Task:
Rewrite the part of the OpenShift deployment guide from "OpenShift Cluster 4.16+" up to and including "safety/shield model (optional)", changing "24GB" to "48GB".

Extract:
OpenShift Deployment

This guide will outline the necessary steps for deploying and running the RAG QuickStart on an OpenShift cluster.

Prerequisites
Supported Models
Installing the RAG QuickStart
Using the RAG UI
Environment Variables
Adding a new model
Uninstalling the RAG QuickStart

Prerequisites

OpenShift Cluster 4.16+ with OpenShift AI
OpenShift Client CLI - oc
Helm CLI - helm
huggingface-cli (optional)
1 GPU/HPU with 24GB of VRAM for the LLM, refer to the chart below
1 GPU/HPU with 24GB of VRAM for the safety/shield model (optional)
Hugging Face Token
Access to Meta Llama model.
Access to Meta Llama Guard model.
Some of the example scripts use jq a JSON parsing utility which you can acquire via brew install jq

Supported Models

Function	Model Name	Hardware	AWS
Embedding	`all-MiniLM-L6-v2`	CPU/GPU/HPU
Generation	`meta-llama/Llama-3.2-3B-Instruct`	L4/HPU	g6.2xlarge
Generation	`meta-llama/Llama-3.1-8B-Instruct`	L4/HPU	g6.2xlarge
Generation	`meta-llama/Meta-Llama-3-70B-Instruct`	A100 x2/HPU	p4d.24xlarge
Safety	`meta-llama/Llama-Guard-3-8B`	L4/HPU	g6.2xlarge

Note: the 70B model is NOT required for initial testing of this example. The safety/shield model Llama-Guard-3-8B is also optional.

Installing the RAG QuickStart

1. Clone Repository

Clone the repo so you have a working copy

git clone https://github.com/rh-ai-quickstart/RAG

2. Login to OpenShift

oc login --server="<cluster-api-endpoint>" --token="sha256~XYZ"

3. Hardware Configuration

Determine what hardware acceleration is available in your cluster and configure accordingly.

For NVIDIA GPU nodes: If GPU nodes are tainted, find the taint key. In the example below the key for the taint is nvidia.com/gpu

oc get nodes -l nvidia.com/gpu.present=true -o yaml | grep -A 3 taint

For Intel Gaudi HPU nodes: If HPU nodes are tainted, find the taint key. The taint key is typically habana.ai/gaudi

oc get nodes -l habana.ai/gaudi.present=true -o yaml | grep -A 3 taint

The output of either command may be something like below:

taints:
  - effect: NoSchedule
    key: nvidia.com/gpu  # or habana.ai/gaudi for HPU
    value: "true"

You can work with your OpenShift cluster admin team to determine what labels and taints identify GPU-enabled or HPU-enabled worker nodes. It is also possible that all your worker nodes have accelerators therefore have no distinguishing taint.

4. Navigate to Deployment Directory

Navigate to Helm deploy directory

cd deploy/helm

5. List Available Models

List available models

make list-models

The above command will list the models to use in the next command

(Output)

Dataset:
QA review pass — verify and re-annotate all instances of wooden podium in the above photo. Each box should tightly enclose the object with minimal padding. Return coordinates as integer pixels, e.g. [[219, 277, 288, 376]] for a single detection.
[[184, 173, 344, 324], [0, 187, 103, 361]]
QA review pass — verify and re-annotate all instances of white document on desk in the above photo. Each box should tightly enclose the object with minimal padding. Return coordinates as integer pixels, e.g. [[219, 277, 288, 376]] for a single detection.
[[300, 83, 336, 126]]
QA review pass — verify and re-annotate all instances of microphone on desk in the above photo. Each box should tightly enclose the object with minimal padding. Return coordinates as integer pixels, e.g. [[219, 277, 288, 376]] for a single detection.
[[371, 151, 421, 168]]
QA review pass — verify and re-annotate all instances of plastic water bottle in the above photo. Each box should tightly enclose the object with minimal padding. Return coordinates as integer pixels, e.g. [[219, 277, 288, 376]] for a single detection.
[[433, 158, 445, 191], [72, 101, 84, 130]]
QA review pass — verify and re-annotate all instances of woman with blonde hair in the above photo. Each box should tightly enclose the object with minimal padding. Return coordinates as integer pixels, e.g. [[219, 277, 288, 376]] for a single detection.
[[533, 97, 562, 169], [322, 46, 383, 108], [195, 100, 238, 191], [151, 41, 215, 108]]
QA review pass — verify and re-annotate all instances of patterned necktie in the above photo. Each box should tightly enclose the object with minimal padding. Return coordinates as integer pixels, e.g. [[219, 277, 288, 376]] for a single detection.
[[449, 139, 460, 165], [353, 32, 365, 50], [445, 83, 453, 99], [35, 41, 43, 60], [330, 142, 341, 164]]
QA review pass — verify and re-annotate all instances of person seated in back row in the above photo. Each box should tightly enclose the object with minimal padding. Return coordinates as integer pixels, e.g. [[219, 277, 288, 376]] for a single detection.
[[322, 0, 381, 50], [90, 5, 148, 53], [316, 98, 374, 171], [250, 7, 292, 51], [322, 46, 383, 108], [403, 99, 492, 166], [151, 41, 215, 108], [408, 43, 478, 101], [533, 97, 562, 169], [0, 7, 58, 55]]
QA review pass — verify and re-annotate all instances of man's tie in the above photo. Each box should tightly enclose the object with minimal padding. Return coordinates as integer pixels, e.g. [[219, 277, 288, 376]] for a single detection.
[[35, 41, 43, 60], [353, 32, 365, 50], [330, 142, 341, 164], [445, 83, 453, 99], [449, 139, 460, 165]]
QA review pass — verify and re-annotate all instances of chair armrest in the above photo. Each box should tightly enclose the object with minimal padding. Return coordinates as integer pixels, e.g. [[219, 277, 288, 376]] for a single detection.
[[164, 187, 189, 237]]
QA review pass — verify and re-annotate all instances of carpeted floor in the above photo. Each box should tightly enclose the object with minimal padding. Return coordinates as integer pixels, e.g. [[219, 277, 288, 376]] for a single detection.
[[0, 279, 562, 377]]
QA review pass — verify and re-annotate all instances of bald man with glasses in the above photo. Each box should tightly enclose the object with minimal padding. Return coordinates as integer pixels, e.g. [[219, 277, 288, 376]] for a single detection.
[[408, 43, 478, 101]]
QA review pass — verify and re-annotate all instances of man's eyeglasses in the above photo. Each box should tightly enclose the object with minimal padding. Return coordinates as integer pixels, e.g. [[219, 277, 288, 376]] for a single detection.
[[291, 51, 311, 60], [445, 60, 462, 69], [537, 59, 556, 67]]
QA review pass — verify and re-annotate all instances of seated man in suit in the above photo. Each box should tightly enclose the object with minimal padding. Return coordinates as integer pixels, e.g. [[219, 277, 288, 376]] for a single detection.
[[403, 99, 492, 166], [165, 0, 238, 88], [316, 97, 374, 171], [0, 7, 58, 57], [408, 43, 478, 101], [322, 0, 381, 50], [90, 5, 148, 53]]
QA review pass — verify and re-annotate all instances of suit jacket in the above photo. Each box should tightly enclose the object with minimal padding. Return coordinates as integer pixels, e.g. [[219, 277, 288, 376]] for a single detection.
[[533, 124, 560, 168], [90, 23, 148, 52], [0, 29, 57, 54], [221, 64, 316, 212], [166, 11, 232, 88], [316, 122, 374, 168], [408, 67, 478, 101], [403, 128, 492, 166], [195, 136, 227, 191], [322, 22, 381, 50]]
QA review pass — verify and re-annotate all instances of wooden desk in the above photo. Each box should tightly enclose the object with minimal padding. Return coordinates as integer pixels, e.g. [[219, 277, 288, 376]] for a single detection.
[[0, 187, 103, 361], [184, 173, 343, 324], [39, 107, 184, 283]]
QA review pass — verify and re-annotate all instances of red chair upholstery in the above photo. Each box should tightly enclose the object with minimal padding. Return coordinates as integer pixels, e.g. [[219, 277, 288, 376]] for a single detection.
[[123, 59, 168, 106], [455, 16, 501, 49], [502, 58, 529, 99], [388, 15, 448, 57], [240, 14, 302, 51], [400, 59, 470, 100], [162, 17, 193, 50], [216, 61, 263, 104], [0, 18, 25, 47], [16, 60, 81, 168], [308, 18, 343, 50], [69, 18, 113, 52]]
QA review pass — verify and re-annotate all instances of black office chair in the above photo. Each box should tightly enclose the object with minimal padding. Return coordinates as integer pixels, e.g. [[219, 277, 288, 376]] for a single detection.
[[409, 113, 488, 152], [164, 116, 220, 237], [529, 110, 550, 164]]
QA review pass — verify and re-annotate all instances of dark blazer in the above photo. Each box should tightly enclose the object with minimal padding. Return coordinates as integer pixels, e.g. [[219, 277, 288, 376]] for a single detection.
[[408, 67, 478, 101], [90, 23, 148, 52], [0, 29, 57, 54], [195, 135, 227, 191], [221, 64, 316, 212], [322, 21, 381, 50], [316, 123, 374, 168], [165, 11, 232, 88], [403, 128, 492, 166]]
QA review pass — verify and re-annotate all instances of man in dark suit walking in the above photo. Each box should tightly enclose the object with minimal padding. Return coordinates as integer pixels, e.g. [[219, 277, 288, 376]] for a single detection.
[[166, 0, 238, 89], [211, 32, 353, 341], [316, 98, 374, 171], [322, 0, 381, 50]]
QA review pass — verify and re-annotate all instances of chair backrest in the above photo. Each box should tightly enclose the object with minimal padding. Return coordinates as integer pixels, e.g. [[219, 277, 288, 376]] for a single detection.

Output:
OpenShift Cluster 4.16+ with OpenShift AI
OpenShift Client CLI - oc
Helm CLI - helm
huggingface-cli (optional)
1 GPU/HPU with 48GB of VRAM for the LLM, refer to the chart below
1 GPU/HPU with 48GB of VRAM for the safety/shield model (optional)